> _Set exercise_: Please render this sentence from the business excerpt below in Spanish: "It was a year into doing my podcast when I started writing books."

Everybody shows up twice a month on Zoom. That’s been very compelling. Challenges have been good for me to meet new people. At one point, I sent out a note that came off very personal to my database saying, “How are you? What’s going on? Do you want to talk about collaboration?” It’s amazing that out of thousands of people how many write back, but the people who did, I made a Zoom appointment with every one of them. It was so cool getting to know the people on my database and what their needs are because people’s needs are what create my business.

Personalized is so amazing because I think we’re like, “I’m emailing them. I’m listening to them,” but you do have to get connected and stay connected. It’s not just fast cash. It can be, but there’s this relationship that you’re creating. It’s not about just building a list because, again, Debbi and I are a little seasoned. I’m seasoned. You have people that have these monster lists, but nobody’s engaged. The list is worthless. Small can be mighty when you look at that. Let’s look at your business now. You’ve been in business for many years.

The business aspect was fourteen years in 2022. It was a year into doing my podcast when I started writing books. Back then, nobody was coaching that. I had people who are entrepreneurs and small business owners coming to me and saying, “I’d like to do what you’re doing. Can you show me?” That’s how my business was born. I started saying, “I’ll put together a class. I can show you how to become a bestseller. I can show you how to write a highly engaging book that people want to buy and talk about. I can show you how to be interviewed and all the pieces.” That’s how it started. A lot of my careers have been born like that. I’m fulfilling a need.

I think that’s listening. I always say that’s the universe or God knocking. When listening, there’s money all around us, but most of us don’t listen. We don’t listen to the clues. We’re not listening to our clients. We’re just doing it versus a very attuned and astute business owner to go, “Sure.” I did the same thing. I’m like, “Sure. I can teach you that.” I’m not going to charge for it back then. I’m like, “How do I make money in this now?”

I was listening to one of your shows with somebody else where you were talking about what to charge and it made me think. Also, reading your book, by the way. There is some incredible information in there about money that is eye-opening. I was thinking, “We are being asked to pay a lot more right now at a gas station, produce and rents.” Real estate is ballistic right now. It’s like, “How do we make up for that too?” Looking at your material, Susie has made me aware of my business right now. Maybe there are pockets where I need to start charging more to make up for all of what I’m paying or overpaying right now.

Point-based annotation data

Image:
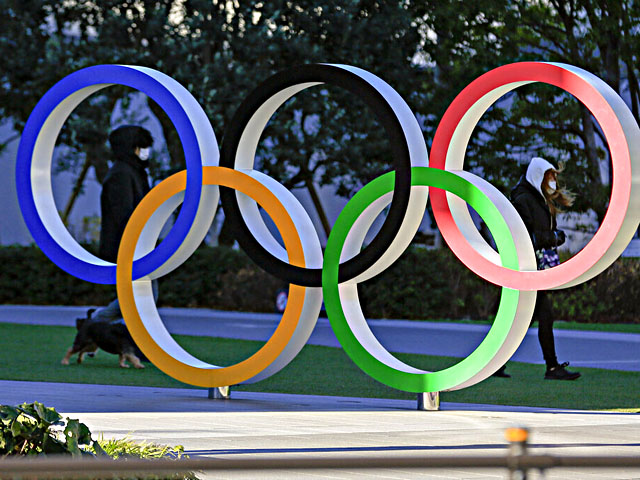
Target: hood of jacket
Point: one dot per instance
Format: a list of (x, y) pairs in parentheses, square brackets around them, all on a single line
[(125, 139), (535, 172)]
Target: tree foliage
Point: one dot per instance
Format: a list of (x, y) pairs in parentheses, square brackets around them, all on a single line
[(429, 51)]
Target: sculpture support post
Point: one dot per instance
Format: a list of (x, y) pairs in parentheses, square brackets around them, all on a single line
[(429, 401)]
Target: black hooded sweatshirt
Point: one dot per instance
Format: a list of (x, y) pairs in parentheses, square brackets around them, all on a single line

> _Exercise response_: Llevaba un año haciendo mi pódcast cuando empecé a escribir libros.